— Begin —

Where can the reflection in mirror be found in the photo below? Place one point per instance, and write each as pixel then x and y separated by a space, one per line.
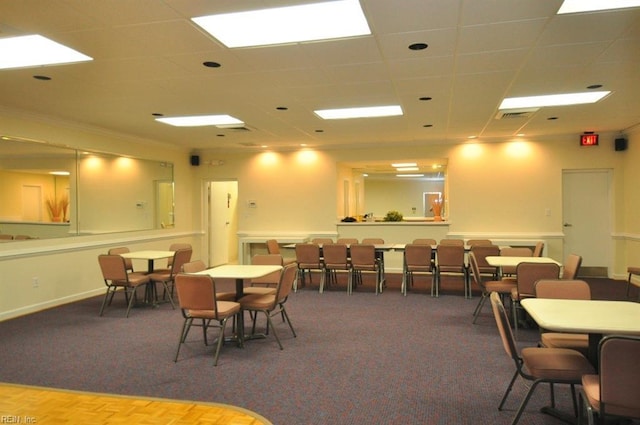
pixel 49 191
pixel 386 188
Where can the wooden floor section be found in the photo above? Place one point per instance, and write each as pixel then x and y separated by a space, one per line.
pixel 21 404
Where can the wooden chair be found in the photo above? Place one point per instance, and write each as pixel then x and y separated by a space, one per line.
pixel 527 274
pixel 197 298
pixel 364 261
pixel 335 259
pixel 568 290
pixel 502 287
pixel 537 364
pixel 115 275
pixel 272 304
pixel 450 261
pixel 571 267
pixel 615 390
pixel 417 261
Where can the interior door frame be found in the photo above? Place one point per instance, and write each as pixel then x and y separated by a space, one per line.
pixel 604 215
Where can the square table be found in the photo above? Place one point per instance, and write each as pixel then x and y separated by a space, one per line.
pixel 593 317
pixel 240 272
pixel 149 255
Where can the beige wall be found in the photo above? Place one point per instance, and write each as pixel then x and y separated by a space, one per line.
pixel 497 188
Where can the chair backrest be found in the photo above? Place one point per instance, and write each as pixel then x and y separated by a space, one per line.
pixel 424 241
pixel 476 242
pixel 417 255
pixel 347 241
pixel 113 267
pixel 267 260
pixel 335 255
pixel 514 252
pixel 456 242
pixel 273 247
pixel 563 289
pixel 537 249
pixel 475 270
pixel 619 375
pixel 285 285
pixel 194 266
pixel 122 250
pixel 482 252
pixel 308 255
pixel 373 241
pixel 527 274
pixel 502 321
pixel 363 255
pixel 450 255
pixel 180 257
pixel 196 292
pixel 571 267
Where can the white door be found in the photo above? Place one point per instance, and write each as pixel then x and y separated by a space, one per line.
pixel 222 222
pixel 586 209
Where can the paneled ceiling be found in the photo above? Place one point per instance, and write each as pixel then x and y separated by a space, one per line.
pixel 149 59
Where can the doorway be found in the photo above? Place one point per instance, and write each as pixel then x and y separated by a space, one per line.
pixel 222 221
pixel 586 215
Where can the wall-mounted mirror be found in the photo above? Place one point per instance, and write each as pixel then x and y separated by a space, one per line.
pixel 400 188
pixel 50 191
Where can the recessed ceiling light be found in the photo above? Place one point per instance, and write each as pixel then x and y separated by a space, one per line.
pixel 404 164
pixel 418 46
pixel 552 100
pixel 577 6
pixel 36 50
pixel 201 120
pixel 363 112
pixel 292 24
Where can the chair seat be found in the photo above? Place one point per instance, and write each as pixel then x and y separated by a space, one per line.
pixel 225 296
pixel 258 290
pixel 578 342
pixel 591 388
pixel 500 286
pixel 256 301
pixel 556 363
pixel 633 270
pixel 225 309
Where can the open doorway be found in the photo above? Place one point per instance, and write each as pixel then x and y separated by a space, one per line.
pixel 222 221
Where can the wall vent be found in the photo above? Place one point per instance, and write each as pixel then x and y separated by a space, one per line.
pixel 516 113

— End —
— Begin —

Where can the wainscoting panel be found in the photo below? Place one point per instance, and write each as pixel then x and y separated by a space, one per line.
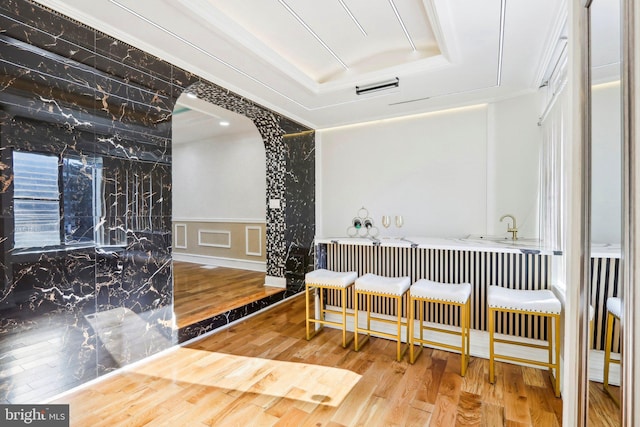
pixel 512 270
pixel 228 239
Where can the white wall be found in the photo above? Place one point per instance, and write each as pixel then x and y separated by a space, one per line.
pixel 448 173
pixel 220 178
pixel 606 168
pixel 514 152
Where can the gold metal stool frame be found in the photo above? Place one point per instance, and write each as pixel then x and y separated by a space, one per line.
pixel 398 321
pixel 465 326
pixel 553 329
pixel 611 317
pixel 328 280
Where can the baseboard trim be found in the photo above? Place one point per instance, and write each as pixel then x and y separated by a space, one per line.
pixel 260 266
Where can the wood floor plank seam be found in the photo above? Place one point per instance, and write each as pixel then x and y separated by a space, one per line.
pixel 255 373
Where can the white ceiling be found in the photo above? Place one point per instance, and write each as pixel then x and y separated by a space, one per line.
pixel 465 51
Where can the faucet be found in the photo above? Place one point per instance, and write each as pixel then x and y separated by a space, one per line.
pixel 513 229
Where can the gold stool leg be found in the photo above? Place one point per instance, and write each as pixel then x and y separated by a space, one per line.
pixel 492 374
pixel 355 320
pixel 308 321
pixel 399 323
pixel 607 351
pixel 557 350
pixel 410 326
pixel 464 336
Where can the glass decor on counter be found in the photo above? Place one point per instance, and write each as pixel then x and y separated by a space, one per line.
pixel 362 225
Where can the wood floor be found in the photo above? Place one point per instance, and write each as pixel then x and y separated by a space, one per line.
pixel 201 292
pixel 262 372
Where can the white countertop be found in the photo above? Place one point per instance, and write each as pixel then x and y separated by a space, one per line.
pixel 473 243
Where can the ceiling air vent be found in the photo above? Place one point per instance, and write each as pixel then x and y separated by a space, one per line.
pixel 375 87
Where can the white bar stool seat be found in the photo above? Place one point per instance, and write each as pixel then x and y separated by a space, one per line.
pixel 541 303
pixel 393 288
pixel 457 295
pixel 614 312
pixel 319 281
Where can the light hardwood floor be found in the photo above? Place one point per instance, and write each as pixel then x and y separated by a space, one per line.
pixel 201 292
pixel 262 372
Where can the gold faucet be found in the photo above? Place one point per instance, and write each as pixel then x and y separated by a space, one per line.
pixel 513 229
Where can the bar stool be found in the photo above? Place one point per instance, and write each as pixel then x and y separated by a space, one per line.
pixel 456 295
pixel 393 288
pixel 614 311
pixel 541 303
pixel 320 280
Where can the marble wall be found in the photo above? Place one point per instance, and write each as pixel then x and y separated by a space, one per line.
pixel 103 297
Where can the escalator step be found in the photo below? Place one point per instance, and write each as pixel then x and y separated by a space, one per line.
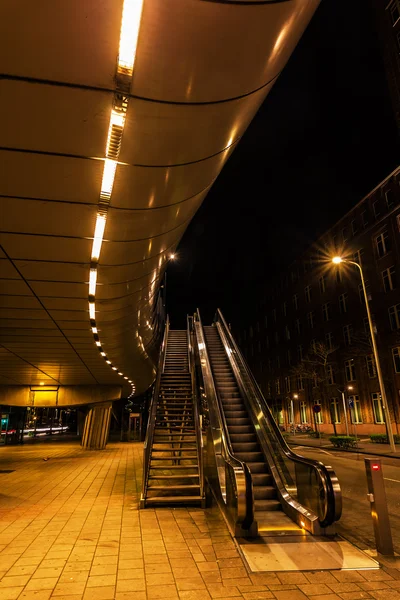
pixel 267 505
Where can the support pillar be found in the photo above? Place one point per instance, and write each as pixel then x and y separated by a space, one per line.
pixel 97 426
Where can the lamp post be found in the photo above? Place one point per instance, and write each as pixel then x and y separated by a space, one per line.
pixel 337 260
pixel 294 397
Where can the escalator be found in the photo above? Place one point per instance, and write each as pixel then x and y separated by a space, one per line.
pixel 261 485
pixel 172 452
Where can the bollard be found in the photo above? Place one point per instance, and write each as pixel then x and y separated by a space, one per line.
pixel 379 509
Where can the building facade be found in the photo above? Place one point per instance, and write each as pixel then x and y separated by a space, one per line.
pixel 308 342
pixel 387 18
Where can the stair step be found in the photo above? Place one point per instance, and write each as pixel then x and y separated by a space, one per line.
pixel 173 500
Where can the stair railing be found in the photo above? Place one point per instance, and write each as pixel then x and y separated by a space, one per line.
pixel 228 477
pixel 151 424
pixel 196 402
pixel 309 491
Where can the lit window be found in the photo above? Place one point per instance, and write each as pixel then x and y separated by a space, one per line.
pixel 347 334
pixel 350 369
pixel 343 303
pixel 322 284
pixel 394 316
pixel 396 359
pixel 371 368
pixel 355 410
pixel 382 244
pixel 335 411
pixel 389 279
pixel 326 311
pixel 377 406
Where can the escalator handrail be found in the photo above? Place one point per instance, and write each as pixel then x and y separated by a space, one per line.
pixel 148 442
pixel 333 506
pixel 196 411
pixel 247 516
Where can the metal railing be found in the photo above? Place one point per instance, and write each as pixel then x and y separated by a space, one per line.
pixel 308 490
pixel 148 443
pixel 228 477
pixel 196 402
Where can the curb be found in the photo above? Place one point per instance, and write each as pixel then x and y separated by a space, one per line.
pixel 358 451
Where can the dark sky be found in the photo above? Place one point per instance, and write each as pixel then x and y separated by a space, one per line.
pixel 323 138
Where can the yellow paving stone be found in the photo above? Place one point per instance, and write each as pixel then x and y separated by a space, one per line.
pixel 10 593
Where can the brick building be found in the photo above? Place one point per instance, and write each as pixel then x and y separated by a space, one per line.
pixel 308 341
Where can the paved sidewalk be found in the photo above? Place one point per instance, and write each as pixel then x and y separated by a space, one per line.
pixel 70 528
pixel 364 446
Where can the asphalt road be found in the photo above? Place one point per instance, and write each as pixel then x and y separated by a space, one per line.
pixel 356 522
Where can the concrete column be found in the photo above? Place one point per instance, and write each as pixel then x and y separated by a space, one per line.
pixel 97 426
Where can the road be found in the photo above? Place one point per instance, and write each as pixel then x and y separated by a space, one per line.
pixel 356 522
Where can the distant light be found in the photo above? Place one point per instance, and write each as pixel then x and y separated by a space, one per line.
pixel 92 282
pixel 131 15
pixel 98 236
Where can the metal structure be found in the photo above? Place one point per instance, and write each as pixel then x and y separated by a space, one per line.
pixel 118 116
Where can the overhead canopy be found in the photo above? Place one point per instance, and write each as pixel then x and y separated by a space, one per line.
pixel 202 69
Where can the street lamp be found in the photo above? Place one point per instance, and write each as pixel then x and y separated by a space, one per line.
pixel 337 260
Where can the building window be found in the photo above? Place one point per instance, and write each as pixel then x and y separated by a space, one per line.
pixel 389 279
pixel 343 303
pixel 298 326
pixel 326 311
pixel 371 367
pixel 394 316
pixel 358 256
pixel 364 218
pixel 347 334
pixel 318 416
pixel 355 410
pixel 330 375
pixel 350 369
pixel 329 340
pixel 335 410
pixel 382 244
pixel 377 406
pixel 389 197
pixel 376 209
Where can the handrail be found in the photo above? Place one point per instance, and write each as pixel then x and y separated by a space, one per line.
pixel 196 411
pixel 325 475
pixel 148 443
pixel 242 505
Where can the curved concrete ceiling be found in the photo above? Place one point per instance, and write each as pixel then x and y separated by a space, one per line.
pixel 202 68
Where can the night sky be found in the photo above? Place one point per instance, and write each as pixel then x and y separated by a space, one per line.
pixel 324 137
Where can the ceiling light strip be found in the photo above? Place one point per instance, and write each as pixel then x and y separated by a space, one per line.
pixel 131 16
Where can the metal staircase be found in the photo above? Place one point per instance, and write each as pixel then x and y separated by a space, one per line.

— End —

#### [REQUIREMENT]
Could you copy the material word for word, starting with the line that contains "Where can the reflection" and going on through the line that contains "pixel 21 404", leaving out the pictures?

#### [COMPLETE ANSWER]
Where can the reflection in mirror be found in the photo below? Place one point per instance, and write each as pixel then x and y separated by a space, one per line.
pixel 49 191
pixel 386 188
Where can the wooden floor section be found in the photo above? Place one point per instance, and write each as pixel then x and y separated by a space, one per line.
pixel 21 404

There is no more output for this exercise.